↓
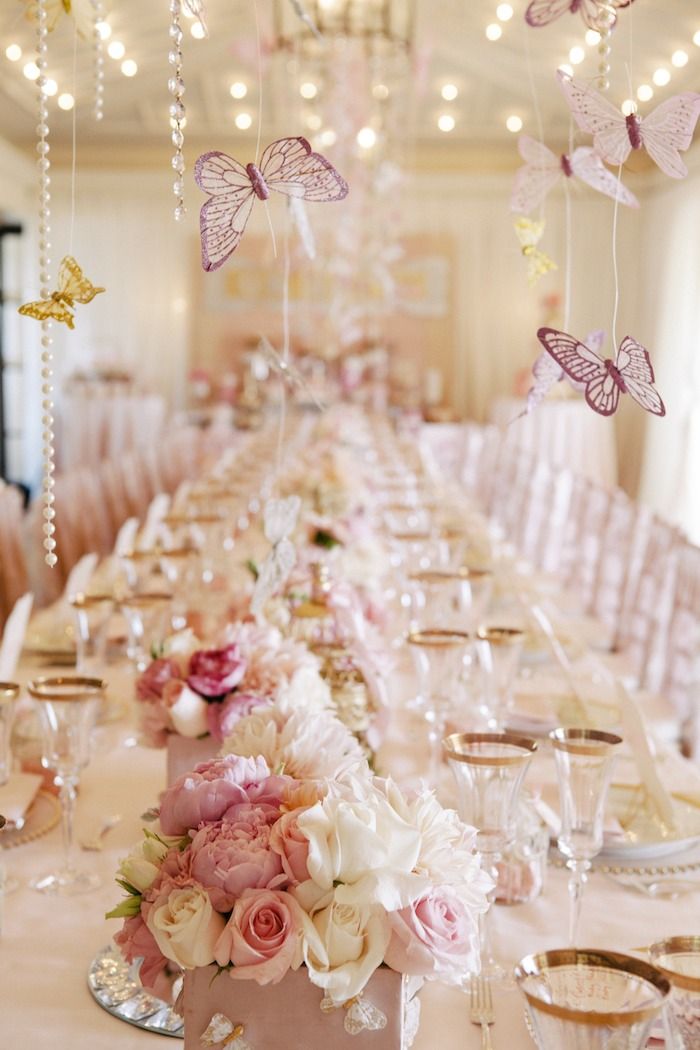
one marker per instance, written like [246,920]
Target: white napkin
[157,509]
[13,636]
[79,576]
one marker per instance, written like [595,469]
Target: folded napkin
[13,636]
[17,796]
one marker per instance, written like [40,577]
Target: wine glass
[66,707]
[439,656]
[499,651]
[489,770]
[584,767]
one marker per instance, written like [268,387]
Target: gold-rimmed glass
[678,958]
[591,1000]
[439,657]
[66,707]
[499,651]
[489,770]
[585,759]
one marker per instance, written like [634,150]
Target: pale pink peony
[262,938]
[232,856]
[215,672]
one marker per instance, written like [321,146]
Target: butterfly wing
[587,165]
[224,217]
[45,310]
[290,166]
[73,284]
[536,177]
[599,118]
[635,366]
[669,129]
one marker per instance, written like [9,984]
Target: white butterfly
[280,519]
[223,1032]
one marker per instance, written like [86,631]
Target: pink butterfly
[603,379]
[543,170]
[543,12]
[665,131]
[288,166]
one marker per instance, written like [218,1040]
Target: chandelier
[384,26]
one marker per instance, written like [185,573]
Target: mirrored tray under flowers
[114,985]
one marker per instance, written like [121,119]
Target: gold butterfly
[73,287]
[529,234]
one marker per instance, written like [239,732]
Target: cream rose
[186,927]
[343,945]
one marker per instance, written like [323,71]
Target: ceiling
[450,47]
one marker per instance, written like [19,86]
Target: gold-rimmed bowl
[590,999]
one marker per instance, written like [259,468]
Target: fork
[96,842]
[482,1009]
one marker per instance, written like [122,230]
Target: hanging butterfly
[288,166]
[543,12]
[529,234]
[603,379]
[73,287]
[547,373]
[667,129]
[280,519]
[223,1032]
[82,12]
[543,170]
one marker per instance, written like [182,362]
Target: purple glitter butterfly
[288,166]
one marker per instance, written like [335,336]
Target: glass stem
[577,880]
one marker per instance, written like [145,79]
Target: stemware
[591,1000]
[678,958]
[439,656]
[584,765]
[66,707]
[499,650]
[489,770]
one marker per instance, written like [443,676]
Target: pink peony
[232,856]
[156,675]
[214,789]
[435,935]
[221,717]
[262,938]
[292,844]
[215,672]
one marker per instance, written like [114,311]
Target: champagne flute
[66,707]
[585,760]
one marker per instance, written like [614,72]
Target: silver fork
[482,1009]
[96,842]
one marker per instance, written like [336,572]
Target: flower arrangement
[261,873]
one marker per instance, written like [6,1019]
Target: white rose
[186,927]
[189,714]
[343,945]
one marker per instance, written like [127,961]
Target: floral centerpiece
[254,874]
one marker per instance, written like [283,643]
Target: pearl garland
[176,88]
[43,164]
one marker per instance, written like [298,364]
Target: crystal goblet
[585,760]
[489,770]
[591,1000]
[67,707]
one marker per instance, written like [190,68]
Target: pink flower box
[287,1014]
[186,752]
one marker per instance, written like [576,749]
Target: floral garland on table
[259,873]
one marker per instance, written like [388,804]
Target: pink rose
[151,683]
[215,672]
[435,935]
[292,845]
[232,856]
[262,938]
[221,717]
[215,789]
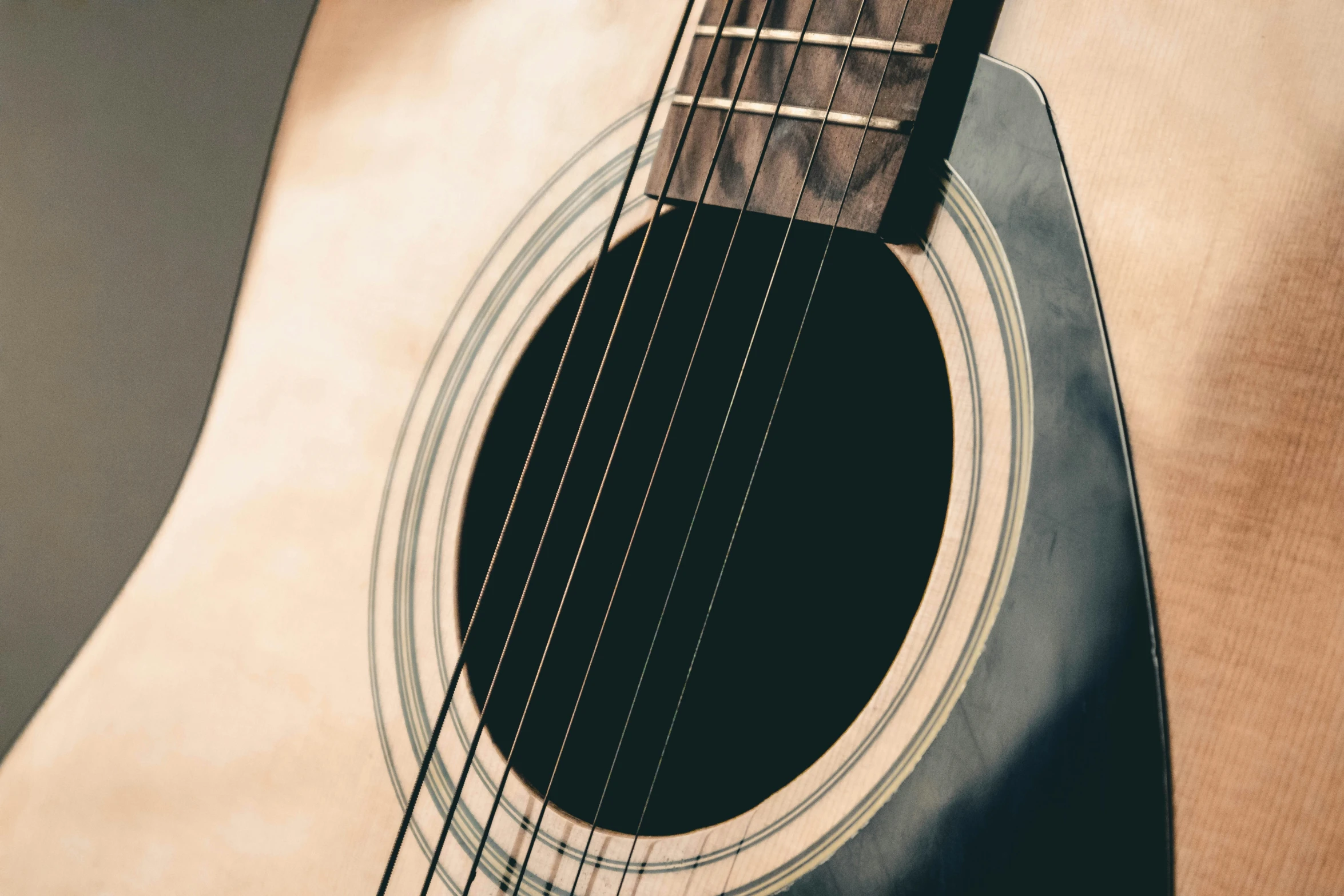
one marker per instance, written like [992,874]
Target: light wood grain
↑
> **Exercise description**: Can you copy word for word everything from the line that contains "one marker per instance, written like [239,732]" down to the end of the material, leaving the pictures out?

> **Output of the task**:
one marker per instance, written like [239,732]
Target: cream rose
[186,927]
[343,945]
one marker per instance, written like [323,71]
Target: ceiling
[450,47]
one marker per instance, written like [19,86]
Target: gold-rimmed bowl
[590,999]
one marker per instance, written like [259,468]
Target: fork
[96,842]
[482,1009]
one marker per instance, written like [122,230]
Target: hanging butterfly
[288,166]
[543,12]
[529,234]
[603,379]
[73,287]
[547,373]
[667,129]
[280,519]
[223,1032]
[82,12]
[543,170]
one marker per instance, written like [182,362]
Target: purple glitter butterfly
[288,166]
one marker per instance, written like [335,336]
Target: glass stem
[577,880]
one marker per instance, written like [145,79]
Target: stemware
[591,1000]
[678,958]
[439,656]
[584,765]
[66,707]
[499,650]
[489,770]
one marker per instance, written like [443,676]
Target: pink peony
[232,856]
[156,675]
[214,789]
[435,935]
[221,717]
[262,938]
[292,844]
[215,672]
one marker per instance, written like [114,311]
Target: champagne flute
[66,707]
[585,760]
one marker per instance, written like [614,72]
Target: silver fork
[482,1009]
[96,842]
one marker per instance, written like [336,572]
Target: flower arrangement
[261,873]
one marker per instance, written like [6,1019]
Target: white rose
[186,927]
[189,714]
[343,945]
one marker per instance, written like [127,961]
Target: floral centerpiece
[254,874]
one marker per instance, written like [283,643]
Target: pearl garland
[176,88]
[43,164]
one marker per instance, written like [298,364]
Target: crystal goblet
[585,760]
[489,770]
[591,1000]
[67,707]
one marker per instance, written like [190,68]
Target: pink flower box
[287,1014]
[186,752]
one marker per instance, written like [576,749]
Target: floral garland on table
[259,873]
one marker per instance, written like [388,804]
Target: pink rose
[151,683]
[215,672]
[435,935]
[292,845]
[232,856]
[262,938]
[221,717]
[215,789]
one marker per instance, written like [992,874]
Target: light wood grain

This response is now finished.